__指示 1__.
頤和園についての文章から、「中国の世界遺産「頤和園」とは?世界遺産マニアが解説」から「庭園の最高傑作でもあります。」までの部分を一字一句そのまま書き写してください。
__指示 2__.
頤和園についての文章によると、頤和園を復元させたのは誰で、それは何年のことですか。

中国の世界遺産「頤和園」とは?世界遺産マニアが解説

登録区分文化遺産
登録基準(1),(2),(3)
登録年1998年

北京の北西に位置する頤和園は、1750年に建造されたものの、1860年の戦争時に破壊され、1886年に西太后が復元させた広大な庭園。敷地内には、杭州の西湖を模した人造湖が広がり、宮殿や寺院、橋など、中国の美しい景観をすべて集めたという庭園の最高傑作でもあります。

ここでは頤和園がなぜ世界遺産なのか、世界遺産マニアが分かりやすく解説。これを読めば、頤和園について詳しくなること間違いなし!

目次

頤和園とは?

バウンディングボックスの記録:
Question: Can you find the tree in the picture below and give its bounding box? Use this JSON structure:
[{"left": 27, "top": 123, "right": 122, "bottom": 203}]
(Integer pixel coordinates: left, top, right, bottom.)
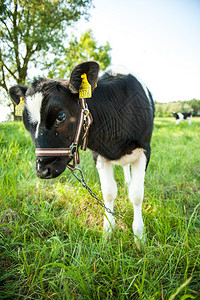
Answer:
[
  {"left": 0, "top": 0, "right": 92, "bottom": 119},
  {"left": 45, "top": 30, "right": 111, "bottom": 78}
]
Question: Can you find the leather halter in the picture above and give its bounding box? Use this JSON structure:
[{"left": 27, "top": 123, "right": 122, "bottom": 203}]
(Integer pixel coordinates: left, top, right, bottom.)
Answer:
[{"left": 35, "top": 98, "right": 93, "bottom": 171}]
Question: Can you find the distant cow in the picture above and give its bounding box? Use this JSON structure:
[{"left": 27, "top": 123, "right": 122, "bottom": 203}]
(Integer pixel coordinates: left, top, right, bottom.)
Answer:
[
  {"left": 173, "top": 112, "right": 192, "bottom": 125},
  {"left": 9, "top": 62, "right": 154, "bottom": 244}
]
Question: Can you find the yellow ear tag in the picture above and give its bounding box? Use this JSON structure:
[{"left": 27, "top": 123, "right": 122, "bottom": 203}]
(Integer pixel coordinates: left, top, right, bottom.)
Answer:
[
  {"left": 79, "top": 73, "right": 92, "bottom": 99},
  {"left": 15, "top": 97, "right": 25, "bottom": 117}
]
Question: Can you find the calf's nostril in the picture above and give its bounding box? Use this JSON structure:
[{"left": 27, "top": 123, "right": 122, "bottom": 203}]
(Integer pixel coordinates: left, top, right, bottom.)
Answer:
[{"left": 42, "top": 169, "right": 49, "bottom": 176}]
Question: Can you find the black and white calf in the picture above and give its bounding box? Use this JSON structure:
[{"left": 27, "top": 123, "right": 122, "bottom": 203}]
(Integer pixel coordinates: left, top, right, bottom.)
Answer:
[
  {"left": 173, "top": 112, "right": 192, "bottom": 125},
  {"left": 9, "top": 62, "right": 154, "bottom": 239}
]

__回答全文 1__.
中国の世界遺産「頤和園」とは?世界遺産マニアが解説

登録区分文化遺産
登録基準(1),(2),(3)
登録年1998年

北京の北西に位置する頤和園は、1750年に建造されたものの、1860年の戦争時に破壊され、1886年に西太后が復元させた広大な庭園。敷地内には、杭州の西湖を模した人造湖が広がり、宮殿や寺院、橋など、中国の美しい景観をすべて集めたという庭園の最高傑作でもあります。

__回答全文 2__.
1886年に西太后が復元させました。